**INSTRUCTIONS TO FOLLOW:** Every line of the material below should be repeated exactly.

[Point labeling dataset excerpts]
____

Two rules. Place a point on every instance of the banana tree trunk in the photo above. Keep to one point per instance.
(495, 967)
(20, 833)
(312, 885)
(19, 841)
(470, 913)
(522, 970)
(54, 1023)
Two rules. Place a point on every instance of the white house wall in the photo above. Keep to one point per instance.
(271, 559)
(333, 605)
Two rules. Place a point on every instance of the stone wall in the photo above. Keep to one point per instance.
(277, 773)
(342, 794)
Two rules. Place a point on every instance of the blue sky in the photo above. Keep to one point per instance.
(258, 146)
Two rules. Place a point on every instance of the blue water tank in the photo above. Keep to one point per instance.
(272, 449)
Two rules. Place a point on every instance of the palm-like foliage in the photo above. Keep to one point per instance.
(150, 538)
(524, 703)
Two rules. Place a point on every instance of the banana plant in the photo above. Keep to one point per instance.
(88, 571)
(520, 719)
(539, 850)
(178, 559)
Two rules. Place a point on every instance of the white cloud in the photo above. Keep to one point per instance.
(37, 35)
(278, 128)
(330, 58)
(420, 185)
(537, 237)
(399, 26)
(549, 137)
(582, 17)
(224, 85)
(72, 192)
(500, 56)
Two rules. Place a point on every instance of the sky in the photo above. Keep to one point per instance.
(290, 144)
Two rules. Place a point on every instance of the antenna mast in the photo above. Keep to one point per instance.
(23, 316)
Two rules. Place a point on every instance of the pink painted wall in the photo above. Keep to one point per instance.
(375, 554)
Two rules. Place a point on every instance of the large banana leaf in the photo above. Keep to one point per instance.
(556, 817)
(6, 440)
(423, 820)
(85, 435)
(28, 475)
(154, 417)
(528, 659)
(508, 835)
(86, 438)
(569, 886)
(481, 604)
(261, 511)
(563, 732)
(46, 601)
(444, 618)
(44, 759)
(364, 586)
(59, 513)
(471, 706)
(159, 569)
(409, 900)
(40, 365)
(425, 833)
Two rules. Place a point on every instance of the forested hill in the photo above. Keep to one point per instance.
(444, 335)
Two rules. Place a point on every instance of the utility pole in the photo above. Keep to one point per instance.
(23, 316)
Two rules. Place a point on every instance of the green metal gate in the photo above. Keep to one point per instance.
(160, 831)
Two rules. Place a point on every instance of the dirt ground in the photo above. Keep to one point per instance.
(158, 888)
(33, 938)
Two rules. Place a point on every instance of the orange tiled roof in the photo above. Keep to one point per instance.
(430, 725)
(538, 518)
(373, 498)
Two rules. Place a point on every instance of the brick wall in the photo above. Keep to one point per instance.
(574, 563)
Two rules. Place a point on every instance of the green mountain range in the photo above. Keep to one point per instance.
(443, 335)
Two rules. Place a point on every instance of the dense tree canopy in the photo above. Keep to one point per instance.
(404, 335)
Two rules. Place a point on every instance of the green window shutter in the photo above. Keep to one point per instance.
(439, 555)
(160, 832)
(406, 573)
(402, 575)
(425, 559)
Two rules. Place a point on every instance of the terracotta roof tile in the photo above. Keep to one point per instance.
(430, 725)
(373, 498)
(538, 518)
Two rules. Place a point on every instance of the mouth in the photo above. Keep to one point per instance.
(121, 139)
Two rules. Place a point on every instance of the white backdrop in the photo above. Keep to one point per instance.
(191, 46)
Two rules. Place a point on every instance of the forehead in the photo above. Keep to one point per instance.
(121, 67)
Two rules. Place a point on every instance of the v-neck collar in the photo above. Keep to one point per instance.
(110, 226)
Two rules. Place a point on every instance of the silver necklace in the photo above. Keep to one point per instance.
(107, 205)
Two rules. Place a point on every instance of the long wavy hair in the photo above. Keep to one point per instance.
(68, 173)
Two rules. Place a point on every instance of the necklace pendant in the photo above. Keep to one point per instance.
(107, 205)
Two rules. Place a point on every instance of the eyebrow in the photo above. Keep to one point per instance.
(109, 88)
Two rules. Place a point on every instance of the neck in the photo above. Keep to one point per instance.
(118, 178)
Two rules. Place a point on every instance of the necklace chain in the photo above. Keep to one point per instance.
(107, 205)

____

**WRITTEN REPLY:**
Two rules. Place a point on every instance of the banana tree trunk in the photo above. Keep to one point per instance.
(495, 967)
(20, 833)
(312, 885)
(19, 841)
(470, 913)
(522, 970)
(54, 1023)
Two rules. Place a point on every instance of the white house wall in the photo above. Keep to one point per instance.
(271, 559)
(333, 605)
Two rules. Place a point on every instance of the stone wall in the photo above. Keep to one point per instance.
(277, 773)
(342, 794)
Two rules. Place a point on every instance of the blue sky in the photo above. Keep to one point per instance.
(258, 146)
Two rules. Place a point on every instance of the blue water tank in the photo above. Keep to one point per instance.
(272, 449)
Two rules. Place a point on every instance of the palm-like foliage in the photo above. Keep to one point per instance.
(150, 538)
(524, 703)
Two rules. Place a point on every instance of the banana plant in the photo above. Keep to one point per instance.
(88, 571)
(520, 719)
(539, 850)
(178, 559)
Two rules. Place a point on every instance of the white cloud in the photo above. Keep to one point per instance.
(37, 35)
(278, 128)
(330, 58)
(420, 185)
(537, 237)
(399, 26)
(549, 137)
(582, 17)
(224, 85)
(72, 192)
(500, 56)
Two rules. Place a point on every instance of the sky in the photo above. Keep to one point per instance.
(290, 144)
Two rules. Place a point on every instance of the antenna mast in the photo above. Keep to one point per instance.
(23, 316)
Two rules. Place a point on every instance of the pink painted wall in the photo above. Keep to one point per instance.
(375, 554)
Two rules. Place a point on every instance of the large banana leaf in the photo above. Keep to one point per instance.
(556, 817)
(6, 440)
(423, 820)
(85, 435)
(28, 475)
(154, 417)
(528, 659)
(508, 835)
(86, 438)
(569, 886)
(481, 604)
(261, 511)
(563, 732)
(46, 601)
(444, 618)
(44, 759)
(364, 586)
(59, 513)
(471, 706)
(159, 569)
(409, 900)
(40, 365)
(425, 833)
Two rules. Place a point on every instance of the forested hill in the photo above. Keep to one point per instance.
(444, 335)
Two rules. Place a point on every instance of the utility pole in the photo above. Keep to one point per instance.
(23, 316)
Two rules. Place a point on every instance of the green metal gate in the photo above. Keep to one point per instance.
(160, 831)
Two rules. Place a point on every instance of the dirt ground in the photo above. Keep to one point per instance.
(158, 888)
(33, 938)
Two rules. Place a point on every instance of the orange tiled roof in the photo above. Keep to one point per instance.
(430, 725)
(538, 518)
(373, 498)
Two rules. Place a point on every instance of the brick wall in the photo above. Keep to one point per instance.
(574, 563)
Two rules. Place a point on every instance of the green mountain range in the photo above. Keep to one point per instance.
(443, 335)
Two rules. Place a point on every instance of the dense tree canopy in the photo above. Keep to one point per instance.
(404, 335)
Two rules. Place a point on every instance of the green window shutter in the photo above. Keep to one point per instance.
(439, 555)
(160, 832)
(406, 573)
(402, 575)
(425, 559)
Two rules. Place a point on every instance of the terracotta roof tile in the photo above. Keep to one point per instance.
(430, 725)
(373, 498)
(538, 518)
Two rules. Place a point on every instance of the mouth in the photo above. Keep to one point per instance.
(121, 139)
Two rules. Place a point on every instance of the white backdrop in the photo above. Keep to one point per instance.
(191, 46)
Two rules. Place a point on every instance of the forehead in the photo above. Keep to one point per instance.
(121, 67)
Two rules. Place a point on every instance of the v-neck collar in the photo above. Keep to one point per instance.
(110, 226)
Two rules. Place a point on every instance of the silver necklace in the photo above. Keep to one point per instance.
(107, 205)
Two rules. Place a point on every instance of the long wavy hair in the photo above. Keep to one point per instance.
(68, 173)
Two rules. Place a point on every instance of the necklace pendant in the photo above. Keep to one point per instance.
(107, 205)
Two rules. Place a point on every instance of the eyebrow in the photo above. Keep to one point per instance.
(109, 88)
Two rules. Place a point on every instance of the neck in the photo above. Keep to one point per instance.
(118, 178)
Two rules. Place a point on every instance of the necklace chain in the photo above. Keep to one point per instance.
(107, 205)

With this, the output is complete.